Données fournies -
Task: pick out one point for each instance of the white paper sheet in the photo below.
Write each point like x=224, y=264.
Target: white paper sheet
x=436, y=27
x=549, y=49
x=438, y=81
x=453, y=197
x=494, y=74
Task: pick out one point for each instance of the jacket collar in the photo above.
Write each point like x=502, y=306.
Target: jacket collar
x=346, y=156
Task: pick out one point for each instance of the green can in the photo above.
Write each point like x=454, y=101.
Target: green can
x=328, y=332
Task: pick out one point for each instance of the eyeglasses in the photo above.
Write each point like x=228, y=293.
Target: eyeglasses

Consigne - Recopiez à l'identique toutes les lignes des enregistrements ci-dessus.

Solution -
Task: pick out one point for each instance of the white paper sheet in the photo below.
Write each point like x=224, y=264.
Target: white paper sheet
x=436, y=27
x=549, y=49
x=438, y=81
x=453, y=197
x=494, y=74
Task: pick out one point for each instance of the jacket collar in the photo above.
Write each point like x=502, y=306.
Target: jacket collar
x=346, y=156
Task: pick out one point for each instance of the green can in the photo above.
Write each point like x=454, y=101.
Target: green can
x=328, y=332
Task: pick out one point for each instance of the eyeglasses in the photo above.
Write each point like x=228, y=293.
Target: eyeglasses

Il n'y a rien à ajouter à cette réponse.